**Work to complete**.
Copy out the material below, putting "image" in place of every "photo" and keeping everything else the same.

--- start Extracted entries ---

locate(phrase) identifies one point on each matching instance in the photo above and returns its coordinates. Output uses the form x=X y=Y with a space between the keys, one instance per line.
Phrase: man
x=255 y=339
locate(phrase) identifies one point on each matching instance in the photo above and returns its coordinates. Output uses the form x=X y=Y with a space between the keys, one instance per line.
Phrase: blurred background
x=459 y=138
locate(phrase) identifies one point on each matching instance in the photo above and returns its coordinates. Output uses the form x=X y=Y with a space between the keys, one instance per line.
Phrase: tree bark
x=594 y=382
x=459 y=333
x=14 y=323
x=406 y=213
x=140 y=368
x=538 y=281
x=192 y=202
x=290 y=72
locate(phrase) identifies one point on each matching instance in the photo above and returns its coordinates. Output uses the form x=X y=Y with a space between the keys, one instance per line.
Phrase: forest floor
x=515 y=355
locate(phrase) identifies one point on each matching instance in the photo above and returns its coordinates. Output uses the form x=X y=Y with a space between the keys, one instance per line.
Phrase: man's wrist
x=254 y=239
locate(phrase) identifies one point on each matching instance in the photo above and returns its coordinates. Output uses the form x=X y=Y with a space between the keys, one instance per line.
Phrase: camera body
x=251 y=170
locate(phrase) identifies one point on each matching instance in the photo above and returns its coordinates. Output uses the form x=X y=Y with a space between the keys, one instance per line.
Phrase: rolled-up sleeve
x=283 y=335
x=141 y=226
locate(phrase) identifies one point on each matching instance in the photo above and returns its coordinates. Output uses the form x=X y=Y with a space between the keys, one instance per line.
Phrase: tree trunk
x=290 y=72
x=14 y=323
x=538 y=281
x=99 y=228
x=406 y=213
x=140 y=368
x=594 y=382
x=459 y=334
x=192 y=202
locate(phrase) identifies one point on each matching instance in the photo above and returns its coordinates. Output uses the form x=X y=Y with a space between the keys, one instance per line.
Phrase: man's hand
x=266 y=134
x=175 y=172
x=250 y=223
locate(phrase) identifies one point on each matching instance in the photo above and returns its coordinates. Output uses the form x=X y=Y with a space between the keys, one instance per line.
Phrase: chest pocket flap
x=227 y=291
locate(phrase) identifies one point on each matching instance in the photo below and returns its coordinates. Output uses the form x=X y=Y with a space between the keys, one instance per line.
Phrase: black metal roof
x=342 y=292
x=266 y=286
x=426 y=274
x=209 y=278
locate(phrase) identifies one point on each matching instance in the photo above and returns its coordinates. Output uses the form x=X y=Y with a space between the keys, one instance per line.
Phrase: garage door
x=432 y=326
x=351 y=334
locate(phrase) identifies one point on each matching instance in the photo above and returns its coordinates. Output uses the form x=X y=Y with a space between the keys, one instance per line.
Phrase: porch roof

--- end Extracted entries ---

**Solution to the exercise**.
locate(phrase) identifies one point on each matching instance in the image above and returns its coordinates. Output uses the form x=X y=Y with a space between the keys, one instance per line.
Phrase: man
x=255 y=339
locate(phrase) identifies one point on each matching instance in the image above and returns its coordinates. Output uses the form x=X y=Y with a space between the keys, one instance per line.
Phrase: blurred background
x=459 y=138
locate(phrase) identifies one point on each matching instance in the image above and returns its coordinates. Output uses the form x=X y=Y with a space between the keys, one instance per line.
Phrase: tree bark
x=594 y=382
x=459 y=333
x=14 y=323
x=406 y=213
x=140 y=368
x=538 y=281
x=192 y=202
x=290 y=72
locate(phrase) identifies one point on each matching instance in the image above and returns its coordinates. Output uses the form x=X y=Y with a space between the keys, one instance per line.
Phrase: forest floor
x=515 y=355
locate(phrase) identifies one point on each matching instance in the image above and returns its coordinates. Output uses the form x=X y=Y with a space between the keys, one instance per line.
Phrase: man's wrist
x=254 y=239
locate(phrase) identifies one point on each matching instance in the image above and returns its coordinates. Output uses the form x=X y=Y with a space between the keys, one instance per line.
Phrase: camera body
x=251 y=170
locate(phrase) identifies one point on each matching instance in the image above and returns its coordinates. Output uses the form x=X y=Y with a space between the keys, one instance per line.
Phrase: rolled-up sleeve
x=283 y=335
x=141 y=226
locate(phrase) identifies one point on each matching instance in the image above and returns its coordinates. Output uses the form x=X y=Y with a space between the keys, one instance per line.
Phrase: tree trunk
x=290 y=72
x=14 y=323
x=538 y=281
x=99 y=228
x=406 y=213
x=140 y=368
x=594 y=382
x=459 y=334
x=192 y=202
locate(phrase) identifies one point on each matching instance in the image above and returns its coordinates. Output uses the form x=X y=Y with a space between the keys, one instance per line.
Phrase: man's hand
x=266 y=134
x=175 y=172
x=250 y=223
locate(phrase) identifies one point on each matching instance in the image above and returns its coordinates. Output uses the form x=X y=Y with a space between the keys, one instance per line.
Phrase: chest pocket flap
x=227 y=291
locate(phrase) identifies one point on each matching instance in the image below and returns its coordinates. Output uses the form x=X y=Y with a space between the keys, one instance per line.
Phrase: black metal roof
x=342 y=292
x=266 y=286
x=426 y=274
x=209 y=278
locate(phrase) identifies one point on each matching instance in the image above and returns its coordinates. Output uses the form x=X y=Y with a space between the keys, one instance per line.
Phrase: garage door
x=432 y=326
x=351 y=334
locate(phrase) identifies one point on each matching instance in the image above and returns its coordinates. Output uses the form x=X y=Y with a space between the keys, one instance per line.
Phrase: porch roof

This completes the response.